◆ **Page text**:
A particle physicist, Jane Chandler (Jacqueline McKenzie—The Water Diviner and Deep Blue Sea) has been working with her assistant Regg (Ben Mortley—Pale Blue Eyes and The Woodcutter) on making teleportation a reality. They are close to a breakthrough in their research as they’ve been able to dematerialize items, but, they haven’t been able to get anything to materialize in the receiving chamber. A further complication is thrown into her research when her husband is killed in an accident.

While still grieving, she starts reviewing her research to bring her back to reality and her two children. At which point she comes up with an idea that might explain why the objects they’ve been teleporting are not rematerializing—they are being sent to a parallel universe. With a little ingenuity Jane is able to prove it.

But, Jane is still working through the grief of losing her husband, Matt (Myles Pollard—X-Men Origins: Wolverine and Tucker and Dale vs Evil). With what she has been able to prove, she comes up with a plan to travel to the other universe and find the man she’s lost.

If it wasn’t for the fact of the title and the marketing quote, the initial setup of the two teleportation chambers brings to mind the plot of a teleportation gone wrong story. Instead, it is a solid story bringing information from current research taking place around the world to heighten and deliver on the theme of being grateful for what you have.

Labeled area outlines
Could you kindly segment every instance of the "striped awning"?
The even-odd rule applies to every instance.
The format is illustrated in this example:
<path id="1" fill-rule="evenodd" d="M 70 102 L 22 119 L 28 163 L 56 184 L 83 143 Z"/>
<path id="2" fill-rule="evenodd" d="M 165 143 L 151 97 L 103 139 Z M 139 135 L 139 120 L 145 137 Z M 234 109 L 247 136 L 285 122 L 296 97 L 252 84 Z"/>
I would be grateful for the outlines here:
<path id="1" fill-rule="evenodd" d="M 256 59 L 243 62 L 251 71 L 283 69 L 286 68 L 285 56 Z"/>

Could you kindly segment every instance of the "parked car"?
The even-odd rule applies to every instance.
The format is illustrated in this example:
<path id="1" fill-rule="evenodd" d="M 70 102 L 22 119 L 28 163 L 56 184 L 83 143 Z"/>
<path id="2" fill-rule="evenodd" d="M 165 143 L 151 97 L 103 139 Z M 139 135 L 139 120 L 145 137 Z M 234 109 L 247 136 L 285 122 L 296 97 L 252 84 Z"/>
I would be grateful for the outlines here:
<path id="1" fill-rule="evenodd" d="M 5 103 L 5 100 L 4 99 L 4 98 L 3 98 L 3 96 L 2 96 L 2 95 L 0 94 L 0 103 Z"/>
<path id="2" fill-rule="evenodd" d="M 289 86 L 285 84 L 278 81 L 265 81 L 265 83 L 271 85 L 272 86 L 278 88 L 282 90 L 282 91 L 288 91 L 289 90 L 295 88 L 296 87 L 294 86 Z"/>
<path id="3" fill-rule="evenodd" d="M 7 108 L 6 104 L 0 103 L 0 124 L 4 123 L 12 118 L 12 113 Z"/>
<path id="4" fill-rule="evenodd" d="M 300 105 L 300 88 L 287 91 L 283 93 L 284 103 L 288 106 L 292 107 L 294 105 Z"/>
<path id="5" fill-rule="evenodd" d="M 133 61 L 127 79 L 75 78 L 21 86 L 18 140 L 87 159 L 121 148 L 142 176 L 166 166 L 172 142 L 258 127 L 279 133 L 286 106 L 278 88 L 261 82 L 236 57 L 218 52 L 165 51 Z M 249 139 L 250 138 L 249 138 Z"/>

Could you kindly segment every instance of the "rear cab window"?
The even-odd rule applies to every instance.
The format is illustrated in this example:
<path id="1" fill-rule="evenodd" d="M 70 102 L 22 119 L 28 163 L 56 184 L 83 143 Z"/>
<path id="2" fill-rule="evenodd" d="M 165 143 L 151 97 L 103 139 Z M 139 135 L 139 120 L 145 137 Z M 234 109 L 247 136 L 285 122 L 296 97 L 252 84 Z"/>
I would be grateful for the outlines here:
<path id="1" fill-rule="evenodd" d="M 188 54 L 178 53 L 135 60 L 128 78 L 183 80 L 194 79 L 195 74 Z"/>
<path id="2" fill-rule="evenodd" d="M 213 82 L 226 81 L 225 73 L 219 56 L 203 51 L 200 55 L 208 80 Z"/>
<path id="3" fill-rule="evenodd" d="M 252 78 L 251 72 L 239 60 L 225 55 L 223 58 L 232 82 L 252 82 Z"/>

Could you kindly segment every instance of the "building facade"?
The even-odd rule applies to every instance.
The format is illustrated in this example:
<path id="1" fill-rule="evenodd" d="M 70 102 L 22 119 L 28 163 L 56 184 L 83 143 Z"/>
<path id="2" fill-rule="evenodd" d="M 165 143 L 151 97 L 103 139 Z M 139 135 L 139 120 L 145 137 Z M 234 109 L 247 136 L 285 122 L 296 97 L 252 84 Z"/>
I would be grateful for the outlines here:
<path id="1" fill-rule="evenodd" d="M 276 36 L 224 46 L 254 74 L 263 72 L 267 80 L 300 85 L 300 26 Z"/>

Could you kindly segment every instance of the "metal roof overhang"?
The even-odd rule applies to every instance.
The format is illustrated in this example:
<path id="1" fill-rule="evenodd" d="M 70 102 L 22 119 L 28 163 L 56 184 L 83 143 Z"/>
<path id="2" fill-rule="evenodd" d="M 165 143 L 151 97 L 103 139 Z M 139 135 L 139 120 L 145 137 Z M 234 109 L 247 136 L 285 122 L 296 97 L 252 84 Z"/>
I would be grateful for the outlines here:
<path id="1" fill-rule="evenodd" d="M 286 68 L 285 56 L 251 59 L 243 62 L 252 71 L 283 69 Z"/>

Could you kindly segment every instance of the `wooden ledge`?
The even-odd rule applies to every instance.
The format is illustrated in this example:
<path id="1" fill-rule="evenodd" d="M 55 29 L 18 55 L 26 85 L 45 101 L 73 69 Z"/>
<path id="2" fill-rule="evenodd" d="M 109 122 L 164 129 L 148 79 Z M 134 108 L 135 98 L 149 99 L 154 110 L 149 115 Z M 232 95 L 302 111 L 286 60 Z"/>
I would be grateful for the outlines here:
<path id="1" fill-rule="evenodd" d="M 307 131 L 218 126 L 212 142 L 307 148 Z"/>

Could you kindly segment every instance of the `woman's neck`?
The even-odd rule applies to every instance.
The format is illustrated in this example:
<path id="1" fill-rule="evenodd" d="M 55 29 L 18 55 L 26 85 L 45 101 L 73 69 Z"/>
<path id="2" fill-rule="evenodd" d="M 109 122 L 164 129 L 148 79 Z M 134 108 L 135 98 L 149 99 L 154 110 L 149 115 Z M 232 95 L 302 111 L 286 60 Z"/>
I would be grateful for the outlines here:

◆ **Instruction**: Continue the review of the teleportation film from the point where it stops.

◆ **Answer for this exercise**:
What sets this movie apart are the subtle details used to illustrate the differences between the parallel universes. These are shown in the characters portrayed and the details added to the alternate universe to give it a different feel.

Wonderful acting brings each of the characters to life. The story is centered on Jane and Matt, and the writing of the characters really reflects that. The additional characters may not be as developed but they are what is needed to build the story.

I’m not saying the actors did poorly in portraying the characters, or even a breakdown in the storyline. They weren’t the focus of the story. The additional characters, especially the children played by Ryan Panizza and Shannon Berry gave some pungent points to the scenes, rounding out the story being told. They brought another level of emotional involvement, and a viewpoint of the differences in the alternate character that otherwise would not have been visible.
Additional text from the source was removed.